# Task goal
Quote the passage from the service mesh session description, starting with "In a service" and going on through "over the network.".

# Extract to read
====================

11:00am–11:45am Wednesday, June 12, 2019
Secondary topics:  Language-focused, Overview, Theoretical

Who is this presentation for?

  • Engineering leaders, principal engineers, and application architects

Level

Intermediate

Prerequisite knowledge

  • The basics of microservice architectures and the benefits that they convey

What you'll learn

  • Learn about service mesh as an architectural pattern, the benefits it can provide, and the technical requirements for technologies that can operate as part of a service mesh

Description

Recent discussions about service mesh have been dominated by vendors, each trying to frame service mesh as a new technology that provides security, reliability, and observability for east-west traffic. However, just as microservices are an architectural pattern and not a specific technology, service mesh is a new way to deploy features that in the past fell into the category of API management.

In a service mesh, a proxy is deployed locally with each service in an application. Each service only communicates directly with the proxy on its host, and proxies communicate with each other to pass traffic between services over the network.

Marco Palladino explores the service mesh pattern and discusses the problems the pattern is designed to solve, including security (proxies can encrypt all network traffic without services being aware of it), observability (proxies collect metrics, logs, and tracing data from network traffic), reliability (proxies can enforce rate limiting, retries, and handle network drops), composability (swap or reuse services with nothing but a proxy configuration change), standardization (east-west traffic can all be secured in the same way), and efficient development (service developers can focus on business logic instead of interservice communication). Finally, he explains the requirements for any technology that supports this pattern: services can be any size, in any language, or run on any infrastructure or a mix; proxies need to be lightweight, since an instance will be deployed with each service; proxies should be flexible and composable to provide security, reliability, and observability benefits; proxies should be simple to deploy and replace in containerized environments; and proxies should be self-reliant and resilient to network slowdowns and failures.

Photo of Marco Palladino

Marco Palladino

Kong

Marco Palladino is CTO and cofounder of Kong, the most widely adopted OSS API and microservice gateway. He’s Kong’s coauthor, responsible for the design and delivery of the company’s products while also providing technical thought leadership around APIs and microservices within both Kong and the external software community. Marco is an inventor, software developer, and internet entrepreneur based in San Francisco. Previously, he cofounded Mashape, which became the largest API marketplace(acquired by RapidAPI in 2017).

====================

# Excerpts of location labeling data
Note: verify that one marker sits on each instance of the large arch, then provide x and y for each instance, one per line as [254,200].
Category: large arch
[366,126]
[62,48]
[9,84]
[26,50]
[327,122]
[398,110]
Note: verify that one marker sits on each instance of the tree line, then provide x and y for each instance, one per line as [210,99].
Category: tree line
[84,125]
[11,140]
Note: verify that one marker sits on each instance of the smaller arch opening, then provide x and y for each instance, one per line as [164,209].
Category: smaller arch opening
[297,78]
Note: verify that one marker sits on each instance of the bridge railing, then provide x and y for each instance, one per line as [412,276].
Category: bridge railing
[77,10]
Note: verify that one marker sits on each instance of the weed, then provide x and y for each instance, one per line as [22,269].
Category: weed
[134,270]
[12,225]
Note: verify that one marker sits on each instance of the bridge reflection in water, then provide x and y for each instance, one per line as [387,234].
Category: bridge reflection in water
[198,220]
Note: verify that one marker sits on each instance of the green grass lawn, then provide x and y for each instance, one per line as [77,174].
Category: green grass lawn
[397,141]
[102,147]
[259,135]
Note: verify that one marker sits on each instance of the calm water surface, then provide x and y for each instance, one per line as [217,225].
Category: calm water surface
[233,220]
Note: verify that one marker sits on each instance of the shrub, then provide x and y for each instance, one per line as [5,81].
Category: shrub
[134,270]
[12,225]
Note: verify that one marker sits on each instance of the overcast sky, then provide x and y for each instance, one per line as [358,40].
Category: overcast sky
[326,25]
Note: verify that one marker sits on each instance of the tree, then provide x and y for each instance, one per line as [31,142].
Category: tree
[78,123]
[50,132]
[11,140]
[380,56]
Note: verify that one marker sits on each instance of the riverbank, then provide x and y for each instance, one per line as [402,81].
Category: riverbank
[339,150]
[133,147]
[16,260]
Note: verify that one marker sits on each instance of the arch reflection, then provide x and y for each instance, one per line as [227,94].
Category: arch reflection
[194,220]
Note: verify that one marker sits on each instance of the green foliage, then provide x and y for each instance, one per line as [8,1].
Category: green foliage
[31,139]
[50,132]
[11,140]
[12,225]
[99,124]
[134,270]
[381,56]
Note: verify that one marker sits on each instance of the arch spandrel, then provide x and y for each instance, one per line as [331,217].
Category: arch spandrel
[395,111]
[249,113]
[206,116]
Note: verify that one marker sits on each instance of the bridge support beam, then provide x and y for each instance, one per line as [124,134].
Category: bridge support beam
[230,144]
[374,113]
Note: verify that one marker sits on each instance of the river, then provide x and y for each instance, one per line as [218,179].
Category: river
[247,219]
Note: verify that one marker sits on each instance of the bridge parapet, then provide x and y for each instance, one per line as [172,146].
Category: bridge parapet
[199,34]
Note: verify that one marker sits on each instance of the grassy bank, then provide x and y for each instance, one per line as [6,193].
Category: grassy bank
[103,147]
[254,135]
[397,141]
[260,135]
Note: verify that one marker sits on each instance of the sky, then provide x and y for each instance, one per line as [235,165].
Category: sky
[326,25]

====================

# Full answer
In a service mesh, a proxy is deployed locally with each service in an application. Each service only communicates directly with the proxy on its host, and proxies communicate with each other to pass traffic between services over the network.